[Start of Attachment]
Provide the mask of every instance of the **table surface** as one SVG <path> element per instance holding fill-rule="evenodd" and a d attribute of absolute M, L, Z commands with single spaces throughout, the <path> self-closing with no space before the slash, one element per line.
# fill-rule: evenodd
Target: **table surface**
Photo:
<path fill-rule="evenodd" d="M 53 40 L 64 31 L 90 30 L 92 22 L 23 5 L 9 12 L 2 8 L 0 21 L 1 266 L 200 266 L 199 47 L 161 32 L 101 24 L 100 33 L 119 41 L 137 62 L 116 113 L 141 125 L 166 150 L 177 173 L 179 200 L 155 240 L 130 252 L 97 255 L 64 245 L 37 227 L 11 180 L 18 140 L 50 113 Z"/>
[End of Attachment]
## TRY IT:
When you answer, repeat every record exactly, omitting nothing.

## RESPONSE AREA:
Provide the mask of every instance of the **table surface** as one SVG <path> element per instance holding fill-rule="evenodd" and a d attribute of absolute M, L, Z commands with single spaces throughout, the <path> self-closing with no space before the slash, one element per line.
# fill-rule: evenodd
Target: **table surface**
Photo:
<path fill-rule="evenodd" d="M 53 40 L 64 31 L 90 30 L 92 22 L 23 5 L 9 12 L 2 8 L 0 21 L 1 266 L 200 266 L 199 47 L 161 32 L 101 24 L 100 33 L 119 41 L 137 62 L 116 113 L 141 125 L 166 150 L 177 173 L 179 200 L 155 240 L 130 252 L 97 255 L 64 245 L 37 227 L 11 180 L 18 140 L 50 113 Z"/>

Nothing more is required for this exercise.